■ PROBLEM:
Write out the listing again, exactly as it appears below.

■ DATA PROVIDED:
»»
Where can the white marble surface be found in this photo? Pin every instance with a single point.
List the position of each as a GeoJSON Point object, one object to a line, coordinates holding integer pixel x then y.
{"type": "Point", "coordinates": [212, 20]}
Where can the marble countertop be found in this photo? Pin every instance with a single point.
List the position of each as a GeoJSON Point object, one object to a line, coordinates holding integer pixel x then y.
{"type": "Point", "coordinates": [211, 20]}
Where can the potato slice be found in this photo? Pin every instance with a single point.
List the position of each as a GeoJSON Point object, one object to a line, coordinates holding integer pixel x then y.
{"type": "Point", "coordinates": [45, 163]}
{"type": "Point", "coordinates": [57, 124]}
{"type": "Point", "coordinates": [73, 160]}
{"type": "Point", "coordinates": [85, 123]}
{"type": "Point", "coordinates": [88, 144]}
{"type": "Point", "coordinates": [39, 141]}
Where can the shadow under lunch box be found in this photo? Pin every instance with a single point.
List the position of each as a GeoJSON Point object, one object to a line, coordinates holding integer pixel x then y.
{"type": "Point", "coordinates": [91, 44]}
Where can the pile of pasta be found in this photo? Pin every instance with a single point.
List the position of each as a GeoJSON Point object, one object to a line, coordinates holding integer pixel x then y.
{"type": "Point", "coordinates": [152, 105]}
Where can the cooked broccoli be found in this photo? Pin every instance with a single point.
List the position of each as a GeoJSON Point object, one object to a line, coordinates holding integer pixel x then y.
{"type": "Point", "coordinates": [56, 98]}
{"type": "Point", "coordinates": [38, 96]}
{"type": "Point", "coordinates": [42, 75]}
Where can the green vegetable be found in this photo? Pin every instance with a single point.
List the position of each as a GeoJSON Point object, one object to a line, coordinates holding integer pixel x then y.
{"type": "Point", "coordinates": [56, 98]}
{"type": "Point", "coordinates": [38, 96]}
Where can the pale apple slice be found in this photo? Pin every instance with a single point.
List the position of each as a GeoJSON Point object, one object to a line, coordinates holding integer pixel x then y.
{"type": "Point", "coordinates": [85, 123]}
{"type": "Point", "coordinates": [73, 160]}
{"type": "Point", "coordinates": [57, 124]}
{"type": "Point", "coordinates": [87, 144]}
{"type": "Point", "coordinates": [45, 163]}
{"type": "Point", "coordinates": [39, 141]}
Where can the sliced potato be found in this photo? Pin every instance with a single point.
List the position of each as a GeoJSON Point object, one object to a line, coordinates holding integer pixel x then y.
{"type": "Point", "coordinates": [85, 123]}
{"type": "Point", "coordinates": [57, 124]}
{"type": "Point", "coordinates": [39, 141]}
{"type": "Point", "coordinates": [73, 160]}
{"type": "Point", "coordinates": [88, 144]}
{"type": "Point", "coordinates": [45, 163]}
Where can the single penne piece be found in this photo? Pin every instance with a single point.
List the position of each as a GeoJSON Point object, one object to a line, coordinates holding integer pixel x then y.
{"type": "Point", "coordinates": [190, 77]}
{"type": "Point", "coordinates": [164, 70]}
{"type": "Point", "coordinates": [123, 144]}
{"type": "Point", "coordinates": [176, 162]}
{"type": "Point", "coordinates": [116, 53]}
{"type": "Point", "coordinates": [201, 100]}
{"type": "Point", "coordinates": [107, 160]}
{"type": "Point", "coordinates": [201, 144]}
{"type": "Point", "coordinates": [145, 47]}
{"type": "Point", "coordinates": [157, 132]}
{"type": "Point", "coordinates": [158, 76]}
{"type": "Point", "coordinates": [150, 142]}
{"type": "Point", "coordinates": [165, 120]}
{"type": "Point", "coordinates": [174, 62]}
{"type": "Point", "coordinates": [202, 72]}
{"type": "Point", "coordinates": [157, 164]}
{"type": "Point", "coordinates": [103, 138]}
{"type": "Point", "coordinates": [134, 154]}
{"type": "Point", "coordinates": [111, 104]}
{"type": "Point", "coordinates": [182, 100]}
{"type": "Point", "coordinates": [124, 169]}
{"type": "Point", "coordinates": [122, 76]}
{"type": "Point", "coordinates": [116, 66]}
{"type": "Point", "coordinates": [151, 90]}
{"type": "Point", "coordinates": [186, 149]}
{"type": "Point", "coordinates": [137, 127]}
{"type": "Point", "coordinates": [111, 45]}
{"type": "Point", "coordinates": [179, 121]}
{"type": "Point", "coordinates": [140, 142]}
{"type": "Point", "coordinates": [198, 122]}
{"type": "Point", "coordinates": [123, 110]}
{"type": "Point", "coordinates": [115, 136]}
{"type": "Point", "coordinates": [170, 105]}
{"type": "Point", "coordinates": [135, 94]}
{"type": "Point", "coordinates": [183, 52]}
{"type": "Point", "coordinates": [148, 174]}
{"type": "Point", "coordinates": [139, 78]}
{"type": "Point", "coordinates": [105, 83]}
««
■ SOLUTION BELOW:
Where can the white marble surface be found in this photo? Pin every instance with a single point.
List the position of each as a GeoJSON Point object, one object to a line, coordinates holding integer pixel x then y.
{"type": "Point", "coordinates": [212, 20]}
Where can the marble countertop be found in this photo? Pin every instance with a single point.
List the position of each as a GeoJSON Point object, one object to a line, coordinates holding integer pixel x then y.
{"type": "Point", "coordinates": [211, 20]}
Where can the potato slice be found in this photo? Pin every instance with a single point.
List the position of each as a GeoJSON Point object, one object to a line, coordinates holding integer pixel x then y.
{"type": "Point", "coordinates": [45, 163]}
{"type": "Point", "coordinates": [57, 124]}
{"type": "Point", "coordinates": [73, 160]}
{"type": "Point", "coordinates": [85, 123]}
{"type": "Point", "coordinates": [88, 144]}
{"type": "Point", "coordinates": [39, 141]}
Where can the shadow under lunch box be found in this photo? Pin every instance with a single point.
List the position of each as a GeoJSON Point object, one object to a line, coordinates holding integer pixel x then y.
{"type": "Point", "coordinates": [91, 44]}
Where can the pile of pasta be found in this photo? Pin every instance with a single point.
List the position of each as a GeoJSON Point object, one object to a line, coordinates holding integer pixel x then y.
{"type": "Point", "coordinates": [152, 105]}
Where can the cooked broccoli be found in this photo? Pin every instance with a single point.
List the position of each as a GeoJSON Point object, one object to a line, coordinates holding integer pixel x then y.
{"type": "Point", "coordinates": [56, 98]}
{"type": "Point", "coordinates": [38, 96]}
{"type": "Point", "coordinates": [42, 75]}
Where can the green vegetable be found in this photo? Pin every instance with a single point.
List the position of each as a GeoJSON Point object, one object to a line, coordinates holding integer pixel x then y.
{"type": "Point", "coordinates": [56, 98]}
{"type": "Point", "coordinates": [38, 96]}
Where can the pale apple slice be found in this photo? Pin every instance with a single point.
List the position of each as a GeoJSON Point object, one object to a line, coordinates holding integer pixel x then y.
{"type": "Point", "coordinates": [85, 123]}
{"type": "Point", "coordinates": [73, 160]}
{"type": "Point", "coordinates": [57, 124]}
{"type": "Point", "coordinates": [87, 144]}
{"type": "Point", "coordinates": [45, 163]}
{"type": "Point", "coordinates": [39, 141]}
Where can the sliced potato be found in this photo? Pin every instance with a single point.
List the position of each as a GeoJSON Point object, one object to a line, coordinates holding integer pixel x then y.
{"type": "Point", "coordinates": [85, 123]}
{"type": "Point", "coordinates": [57, 124]}
{"type": "Point", "coordinates": [39, 141]}
{"type": "Point", "coordinates": [73, 160]}
{"type": "Point", "coordinates": [88, 144]}
{"type": "Point", "coordinates": [45, 163]}
Where can the single penne piece be found in this photo? Pin every instance with a single point.
List the position of each as a GeoJSON Point object, one object to a line, coordinates holding integer pixel x then y.
{"type": "Point", "coordinates": [190, 77]}
{"type": "Point", "coordinates": [164, 70]}
{"type": "Point", "coordinates": [123, 144]}
{"type": "Point", "coordinates": [176, 162]}
{"type": "Point", "coordinates": [116, 53]}
{"type": "Point", "coordinates": [201, 100]}
{"type": "Point", "coordinates": [107, 160]}
{"type": "Point", "coordinates": [201, 144]}
{"type": "Point", "coordinates": [145, 47]}
{"type": "Point", "coordinates": [157, 132]}
{"type": "Point", "coordinates": [158, 76]}
{"type": "Point", "coordinates": [150, 142]}
{"type": "Point", "coordinates": [165, 120]}
{"type": "Point", "coordinates": [174, 62]}
{"type": "Point", "coordinates": [202, 72]}
{"type": "Point", "coordinates": [157, 164]}
{"type": "Point", "coordinates": [103, 138]}
{"type": "Point", "coordinates": [134, 154]}
{"type": "Point", "coordinates": [111, 104]}
{"type": "Point", "coordinates": [182, 100]}
{"type": "Point", "coordinates": [124, 169]}
{"type": "Point", "coordinates": [122, 76]}
{"type": "Point", "coordinates": [116, 66]}
{"type": "Point", "coordinates": [151, 90]}
{"type": "Point", "coordinates": [186, 149]}
{"type": "Point", "coordinates": [137, 127]}
{"type": "Point", "coordinates": [111, 45]}
{"type": "Point", "coordinates": [179, 121]}
{"type": "Point", "coordinates": [140, 142]}
{"type": "Point", "coordinates": [198, 122]}
{"type": "Point", "coordinates": [123, 110]}
{"type": "Point", "coordinates": [115, 136]}
{"type": "Point", "coordinates": [170, 105]}
{"type": "Point", "coordinates": [135, 94]}
{"type": "Point", "coordinates": [183, 52]}
{"type": "Point", "coordinates": [148, 174]}
{"type": "Point", "coordinates": [139, 78]}
{"type": "Point", "coordinates": [105, 83]}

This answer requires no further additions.